DIRECTIONS
Convert the lines below, starting with the line that contains "Locate the lamp" and ending with the final line, into a JSON list of strings with one string per line and no blank lines.

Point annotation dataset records
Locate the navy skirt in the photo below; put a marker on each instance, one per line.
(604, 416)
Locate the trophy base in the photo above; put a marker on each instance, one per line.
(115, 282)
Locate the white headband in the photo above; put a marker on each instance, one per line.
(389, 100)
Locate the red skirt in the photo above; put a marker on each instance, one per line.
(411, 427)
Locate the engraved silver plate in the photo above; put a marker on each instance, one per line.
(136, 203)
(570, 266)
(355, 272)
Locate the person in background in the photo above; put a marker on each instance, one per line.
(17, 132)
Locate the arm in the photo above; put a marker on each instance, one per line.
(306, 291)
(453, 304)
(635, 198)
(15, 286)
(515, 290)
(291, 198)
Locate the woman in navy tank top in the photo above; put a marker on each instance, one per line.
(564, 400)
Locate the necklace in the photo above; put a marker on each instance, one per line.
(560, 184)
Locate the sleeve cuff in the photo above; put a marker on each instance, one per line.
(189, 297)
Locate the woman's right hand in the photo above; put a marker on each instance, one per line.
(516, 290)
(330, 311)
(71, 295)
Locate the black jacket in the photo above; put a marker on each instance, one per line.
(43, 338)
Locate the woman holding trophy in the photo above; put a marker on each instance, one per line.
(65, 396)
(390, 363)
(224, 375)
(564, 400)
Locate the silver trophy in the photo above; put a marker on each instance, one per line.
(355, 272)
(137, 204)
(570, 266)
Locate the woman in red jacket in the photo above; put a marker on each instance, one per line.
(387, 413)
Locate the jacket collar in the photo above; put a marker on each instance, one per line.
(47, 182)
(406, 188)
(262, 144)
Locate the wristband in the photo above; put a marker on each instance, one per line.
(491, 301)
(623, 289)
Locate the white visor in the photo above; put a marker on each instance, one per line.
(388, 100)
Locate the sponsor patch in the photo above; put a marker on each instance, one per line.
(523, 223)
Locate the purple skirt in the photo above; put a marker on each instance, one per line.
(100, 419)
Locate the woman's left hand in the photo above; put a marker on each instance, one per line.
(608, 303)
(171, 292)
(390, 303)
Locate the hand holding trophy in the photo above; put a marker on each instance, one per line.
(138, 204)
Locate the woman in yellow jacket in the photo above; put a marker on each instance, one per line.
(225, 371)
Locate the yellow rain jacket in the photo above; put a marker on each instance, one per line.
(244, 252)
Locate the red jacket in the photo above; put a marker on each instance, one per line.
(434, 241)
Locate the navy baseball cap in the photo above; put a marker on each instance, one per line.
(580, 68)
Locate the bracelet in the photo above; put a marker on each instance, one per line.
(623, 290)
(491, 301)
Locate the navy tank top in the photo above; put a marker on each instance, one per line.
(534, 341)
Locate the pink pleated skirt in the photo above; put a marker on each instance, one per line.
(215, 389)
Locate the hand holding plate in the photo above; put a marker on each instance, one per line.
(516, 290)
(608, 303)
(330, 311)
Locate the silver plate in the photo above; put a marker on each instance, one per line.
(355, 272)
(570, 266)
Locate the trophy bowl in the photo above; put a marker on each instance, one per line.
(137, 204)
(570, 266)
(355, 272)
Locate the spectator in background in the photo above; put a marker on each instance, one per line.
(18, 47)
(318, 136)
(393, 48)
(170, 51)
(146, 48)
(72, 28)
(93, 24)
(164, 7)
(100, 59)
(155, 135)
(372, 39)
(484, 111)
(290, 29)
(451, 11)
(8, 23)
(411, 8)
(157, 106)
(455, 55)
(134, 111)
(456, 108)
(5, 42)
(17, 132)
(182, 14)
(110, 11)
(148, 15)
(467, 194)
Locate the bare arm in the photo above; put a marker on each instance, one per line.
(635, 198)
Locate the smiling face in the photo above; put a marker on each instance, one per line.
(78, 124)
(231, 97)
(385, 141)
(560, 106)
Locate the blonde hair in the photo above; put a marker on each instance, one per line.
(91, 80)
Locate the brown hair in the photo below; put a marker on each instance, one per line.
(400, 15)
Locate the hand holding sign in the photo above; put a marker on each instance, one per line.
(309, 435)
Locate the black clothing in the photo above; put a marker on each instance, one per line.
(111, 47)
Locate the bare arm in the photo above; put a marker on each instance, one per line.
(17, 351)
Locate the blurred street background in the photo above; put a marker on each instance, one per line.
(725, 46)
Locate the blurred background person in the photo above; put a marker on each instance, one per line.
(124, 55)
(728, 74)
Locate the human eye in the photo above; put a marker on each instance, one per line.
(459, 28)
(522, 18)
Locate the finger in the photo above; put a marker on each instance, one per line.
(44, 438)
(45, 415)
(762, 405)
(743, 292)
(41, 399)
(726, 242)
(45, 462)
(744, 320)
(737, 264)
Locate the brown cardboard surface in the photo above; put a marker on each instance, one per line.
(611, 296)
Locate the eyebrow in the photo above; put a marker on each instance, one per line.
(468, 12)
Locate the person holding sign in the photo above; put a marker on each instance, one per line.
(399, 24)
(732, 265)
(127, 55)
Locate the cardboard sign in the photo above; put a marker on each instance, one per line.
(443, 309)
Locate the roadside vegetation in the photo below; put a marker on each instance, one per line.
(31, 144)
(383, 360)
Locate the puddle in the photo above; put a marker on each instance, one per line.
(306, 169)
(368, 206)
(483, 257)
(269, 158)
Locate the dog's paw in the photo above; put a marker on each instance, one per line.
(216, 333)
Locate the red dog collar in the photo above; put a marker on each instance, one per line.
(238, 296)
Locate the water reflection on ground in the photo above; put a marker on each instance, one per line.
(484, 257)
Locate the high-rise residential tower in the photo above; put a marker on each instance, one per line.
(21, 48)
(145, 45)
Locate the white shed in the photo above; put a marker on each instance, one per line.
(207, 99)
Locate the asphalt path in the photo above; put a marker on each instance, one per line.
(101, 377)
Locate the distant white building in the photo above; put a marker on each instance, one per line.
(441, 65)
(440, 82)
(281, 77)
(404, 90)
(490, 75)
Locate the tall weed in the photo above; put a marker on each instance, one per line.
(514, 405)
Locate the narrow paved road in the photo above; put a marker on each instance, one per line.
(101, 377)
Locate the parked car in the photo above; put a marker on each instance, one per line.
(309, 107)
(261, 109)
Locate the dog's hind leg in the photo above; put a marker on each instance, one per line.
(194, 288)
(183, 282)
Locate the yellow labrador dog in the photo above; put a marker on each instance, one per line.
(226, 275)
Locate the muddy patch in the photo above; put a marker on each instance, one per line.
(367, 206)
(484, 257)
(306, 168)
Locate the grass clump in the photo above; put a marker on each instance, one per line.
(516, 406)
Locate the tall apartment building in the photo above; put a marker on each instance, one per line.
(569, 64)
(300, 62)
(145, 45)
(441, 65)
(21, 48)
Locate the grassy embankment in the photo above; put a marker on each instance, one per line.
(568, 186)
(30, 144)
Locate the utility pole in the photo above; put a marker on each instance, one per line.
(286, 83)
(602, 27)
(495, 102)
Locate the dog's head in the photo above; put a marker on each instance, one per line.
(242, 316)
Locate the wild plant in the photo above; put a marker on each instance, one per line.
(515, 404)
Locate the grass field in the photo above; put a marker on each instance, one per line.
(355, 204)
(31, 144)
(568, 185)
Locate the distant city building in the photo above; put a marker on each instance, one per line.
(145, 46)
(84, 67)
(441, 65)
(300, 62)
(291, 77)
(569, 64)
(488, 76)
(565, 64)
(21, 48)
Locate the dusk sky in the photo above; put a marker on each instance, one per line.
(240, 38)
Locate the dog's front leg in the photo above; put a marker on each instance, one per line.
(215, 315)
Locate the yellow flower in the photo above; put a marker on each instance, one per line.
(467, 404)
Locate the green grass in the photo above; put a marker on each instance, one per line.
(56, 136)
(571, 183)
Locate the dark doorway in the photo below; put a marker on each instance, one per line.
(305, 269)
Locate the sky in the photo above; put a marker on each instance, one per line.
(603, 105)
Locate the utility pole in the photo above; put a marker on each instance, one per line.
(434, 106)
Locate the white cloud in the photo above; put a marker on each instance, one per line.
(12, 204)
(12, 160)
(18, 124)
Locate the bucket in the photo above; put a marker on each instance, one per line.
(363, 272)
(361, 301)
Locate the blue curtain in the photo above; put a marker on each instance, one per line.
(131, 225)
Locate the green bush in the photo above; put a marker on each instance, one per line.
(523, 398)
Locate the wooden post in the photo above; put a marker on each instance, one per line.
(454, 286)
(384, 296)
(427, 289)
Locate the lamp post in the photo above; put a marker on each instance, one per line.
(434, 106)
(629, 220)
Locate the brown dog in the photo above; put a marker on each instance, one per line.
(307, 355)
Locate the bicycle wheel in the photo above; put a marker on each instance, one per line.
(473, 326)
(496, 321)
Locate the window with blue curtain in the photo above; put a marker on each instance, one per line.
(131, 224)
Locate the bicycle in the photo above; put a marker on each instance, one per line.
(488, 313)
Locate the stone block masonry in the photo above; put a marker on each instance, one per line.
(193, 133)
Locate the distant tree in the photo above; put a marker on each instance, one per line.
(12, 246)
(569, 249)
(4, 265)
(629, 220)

SOLUTION
[
  "Locate the lamp post in the photo above; put a marker on each instance, one per line.",
  "(434, 106)",
  "(629, 220)",
  "Locate the brown dog in the photo above; put a marker on each instance, one per line.",
  "(307, 355)",
  "Locate the bicycle wheel in the photo above; put a marker on each instance, one per line.",
  "(473, 326)",
  "(496, 321)",
  "Locate the window with blue curtain in the photo above; put a marker on each instance, one per line.",
  "(131, 224)",
  "Locate the bicycle in the photo above; put a marker on each instance, one per line.",
  "(488, 313)",
  "Locate the stone block masonry in the photo above; put a marker on each instance, one per line.",
  "(193, 133)",
  "Locate the distant tree in the photo above; put a marker on each instance, one per line.",
  "(12, 246)",
  "(569, 249)",
  "(4, 265)",
  "(629, 220)"
]